++++ Data shown ++++

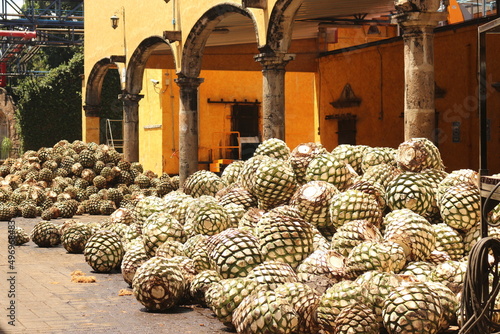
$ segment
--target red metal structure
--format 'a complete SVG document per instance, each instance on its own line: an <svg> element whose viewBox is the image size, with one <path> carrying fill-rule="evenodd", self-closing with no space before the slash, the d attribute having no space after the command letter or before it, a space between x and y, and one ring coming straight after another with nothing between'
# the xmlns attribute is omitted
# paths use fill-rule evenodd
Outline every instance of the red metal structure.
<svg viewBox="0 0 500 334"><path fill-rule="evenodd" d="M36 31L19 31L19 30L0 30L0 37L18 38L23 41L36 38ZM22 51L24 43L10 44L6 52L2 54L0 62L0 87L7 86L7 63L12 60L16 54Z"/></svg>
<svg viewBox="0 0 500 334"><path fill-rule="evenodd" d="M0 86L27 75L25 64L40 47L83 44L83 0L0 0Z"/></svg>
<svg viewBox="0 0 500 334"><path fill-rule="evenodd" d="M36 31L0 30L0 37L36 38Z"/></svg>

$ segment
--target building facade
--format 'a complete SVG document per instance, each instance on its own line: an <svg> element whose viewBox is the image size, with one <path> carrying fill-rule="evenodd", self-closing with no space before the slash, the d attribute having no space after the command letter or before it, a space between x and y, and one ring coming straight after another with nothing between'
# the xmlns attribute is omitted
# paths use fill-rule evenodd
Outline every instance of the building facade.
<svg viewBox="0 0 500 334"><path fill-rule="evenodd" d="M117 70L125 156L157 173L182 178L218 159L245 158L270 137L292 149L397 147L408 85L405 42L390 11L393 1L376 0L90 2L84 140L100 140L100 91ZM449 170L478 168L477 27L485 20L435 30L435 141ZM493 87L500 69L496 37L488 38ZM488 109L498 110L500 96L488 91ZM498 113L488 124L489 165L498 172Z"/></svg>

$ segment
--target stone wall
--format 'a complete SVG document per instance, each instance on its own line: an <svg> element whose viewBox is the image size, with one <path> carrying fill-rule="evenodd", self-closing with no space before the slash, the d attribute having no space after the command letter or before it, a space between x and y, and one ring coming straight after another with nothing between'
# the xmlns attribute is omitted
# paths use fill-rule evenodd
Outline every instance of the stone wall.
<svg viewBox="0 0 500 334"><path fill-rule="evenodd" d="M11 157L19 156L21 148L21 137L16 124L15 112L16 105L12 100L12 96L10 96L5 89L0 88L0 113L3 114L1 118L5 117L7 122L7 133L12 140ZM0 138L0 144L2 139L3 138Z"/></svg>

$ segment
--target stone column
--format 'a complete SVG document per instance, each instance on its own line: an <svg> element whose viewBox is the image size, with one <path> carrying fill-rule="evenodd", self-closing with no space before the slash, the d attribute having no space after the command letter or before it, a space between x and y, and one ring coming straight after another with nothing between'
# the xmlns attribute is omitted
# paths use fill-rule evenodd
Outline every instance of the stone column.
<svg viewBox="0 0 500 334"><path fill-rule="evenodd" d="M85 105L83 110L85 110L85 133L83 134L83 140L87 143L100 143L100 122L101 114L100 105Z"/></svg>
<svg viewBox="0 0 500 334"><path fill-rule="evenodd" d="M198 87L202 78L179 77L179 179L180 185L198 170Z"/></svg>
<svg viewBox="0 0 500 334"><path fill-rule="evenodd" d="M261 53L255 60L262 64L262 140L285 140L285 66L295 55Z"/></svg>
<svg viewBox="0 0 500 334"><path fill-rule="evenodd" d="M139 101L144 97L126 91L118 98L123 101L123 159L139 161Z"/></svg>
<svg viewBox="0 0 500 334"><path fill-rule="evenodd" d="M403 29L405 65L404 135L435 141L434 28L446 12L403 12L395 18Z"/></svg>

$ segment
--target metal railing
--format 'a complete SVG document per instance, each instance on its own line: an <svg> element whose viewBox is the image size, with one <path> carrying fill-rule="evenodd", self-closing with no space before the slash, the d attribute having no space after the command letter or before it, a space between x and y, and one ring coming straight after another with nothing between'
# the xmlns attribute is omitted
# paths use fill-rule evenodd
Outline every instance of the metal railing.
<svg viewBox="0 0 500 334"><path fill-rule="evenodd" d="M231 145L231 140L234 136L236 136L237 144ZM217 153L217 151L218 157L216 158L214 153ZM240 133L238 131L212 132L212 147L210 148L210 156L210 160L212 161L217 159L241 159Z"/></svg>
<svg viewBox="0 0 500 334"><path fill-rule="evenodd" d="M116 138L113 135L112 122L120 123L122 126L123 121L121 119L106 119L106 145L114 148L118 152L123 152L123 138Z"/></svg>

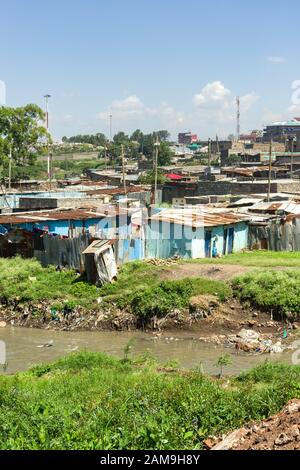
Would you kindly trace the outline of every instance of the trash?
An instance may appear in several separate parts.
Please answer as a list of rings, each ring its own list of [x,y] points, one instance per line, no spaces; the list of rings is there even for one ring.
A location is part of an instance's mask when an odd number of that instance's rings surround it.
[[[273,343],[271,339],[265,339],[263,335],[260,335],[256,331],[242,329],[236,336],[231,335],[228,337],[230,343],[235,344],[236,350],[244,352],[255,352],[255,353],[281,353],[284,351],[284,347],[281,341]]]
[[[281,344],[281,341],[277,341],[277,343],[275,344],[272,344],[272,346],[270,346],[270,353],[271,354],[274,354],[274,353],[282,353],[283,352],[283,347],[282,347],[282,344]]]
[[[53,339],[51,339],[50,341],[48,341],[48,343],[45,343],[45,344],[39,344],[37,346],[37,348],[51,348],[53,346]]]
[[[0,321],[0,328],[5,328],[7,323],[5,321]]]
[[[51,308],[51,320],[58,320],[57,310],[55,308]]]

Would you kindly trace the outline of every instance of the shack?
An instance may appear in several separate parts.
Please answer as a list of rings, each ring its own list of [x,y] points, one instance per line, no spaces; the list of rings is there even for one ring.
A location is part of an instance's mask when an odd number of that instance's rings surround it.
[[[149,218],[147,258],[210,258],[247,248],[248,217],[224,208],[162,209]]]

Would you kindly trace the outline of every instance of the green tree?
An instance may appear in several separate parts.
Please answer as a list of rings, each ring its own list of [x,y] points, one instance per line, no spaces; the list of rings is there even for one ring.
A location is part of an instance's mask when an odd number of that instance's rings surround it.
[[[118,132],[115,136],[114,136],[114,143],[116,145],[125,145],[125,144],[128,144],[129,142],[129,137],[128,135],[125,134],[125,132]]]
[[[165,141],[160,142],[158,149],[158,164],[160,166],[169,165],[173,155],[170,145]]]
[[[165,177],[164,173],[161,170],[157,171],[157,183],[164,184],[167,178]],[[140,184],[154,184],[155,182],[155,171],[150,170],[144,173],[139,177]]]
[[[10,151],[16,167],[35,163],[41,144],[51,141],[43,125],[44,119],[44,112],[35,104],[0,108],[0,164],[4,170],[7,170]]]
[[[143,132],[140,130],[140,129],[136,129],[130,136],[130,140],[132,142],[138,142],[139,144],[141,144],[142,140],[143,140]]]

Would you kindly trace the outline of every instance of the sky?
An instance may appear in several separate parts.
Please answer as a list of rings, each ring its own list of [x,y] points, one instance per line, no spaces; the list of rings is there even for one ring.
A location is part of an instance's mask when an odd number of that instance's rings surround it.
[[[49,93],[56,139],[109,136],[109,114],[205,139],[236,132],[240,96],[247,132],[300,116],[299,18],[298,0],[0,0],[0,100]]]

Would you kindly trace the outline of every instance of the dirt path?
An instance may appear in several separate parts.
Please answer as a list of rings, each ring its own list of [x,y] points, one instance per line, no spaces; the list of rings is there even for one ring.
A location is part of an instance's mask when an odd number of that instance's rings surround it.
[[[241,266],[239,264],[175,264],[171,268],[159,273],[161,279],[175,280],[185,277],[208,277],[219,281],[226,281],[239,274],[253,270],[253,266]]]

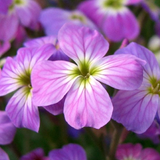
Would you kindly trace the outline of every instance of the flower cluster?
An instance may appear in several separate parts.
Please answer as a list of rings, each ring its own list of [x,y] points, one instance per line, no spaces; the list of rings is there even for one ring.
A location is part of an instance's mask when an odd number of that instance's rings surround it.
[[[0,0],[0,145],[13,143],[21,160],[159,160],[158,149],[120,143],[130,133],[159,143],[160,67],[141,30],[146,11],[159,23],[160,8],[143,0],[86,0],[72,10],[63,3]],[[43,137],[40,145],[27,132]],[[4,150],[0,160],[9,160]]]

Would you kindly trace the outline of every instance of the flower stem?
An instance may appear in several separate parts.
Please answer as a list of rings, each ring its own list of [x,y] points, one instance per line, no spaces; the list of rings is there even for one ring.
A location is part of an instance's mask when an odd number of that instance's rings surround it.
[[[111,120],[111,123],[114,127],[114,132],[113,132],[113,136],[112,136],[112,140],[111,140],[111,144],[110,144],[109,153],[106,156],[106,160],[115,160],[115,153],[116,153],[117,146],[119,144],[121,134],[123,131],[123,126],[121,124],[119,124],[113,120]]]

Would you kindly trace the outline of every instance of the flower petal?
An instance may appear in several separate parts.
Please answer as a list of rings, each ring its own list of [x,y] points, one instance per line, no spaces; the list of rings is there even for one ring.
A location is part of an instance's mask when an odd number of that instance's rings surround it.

++++

* **Directions**
Select every line of the records holding the string "flower".

* **Answer area**
Would you kindly trace the outline of every instance of the flower cluster?
Would you kindly trace the outline of every instance of the flower stem?
Would you kindly trace the outline of every instance of the flower petal?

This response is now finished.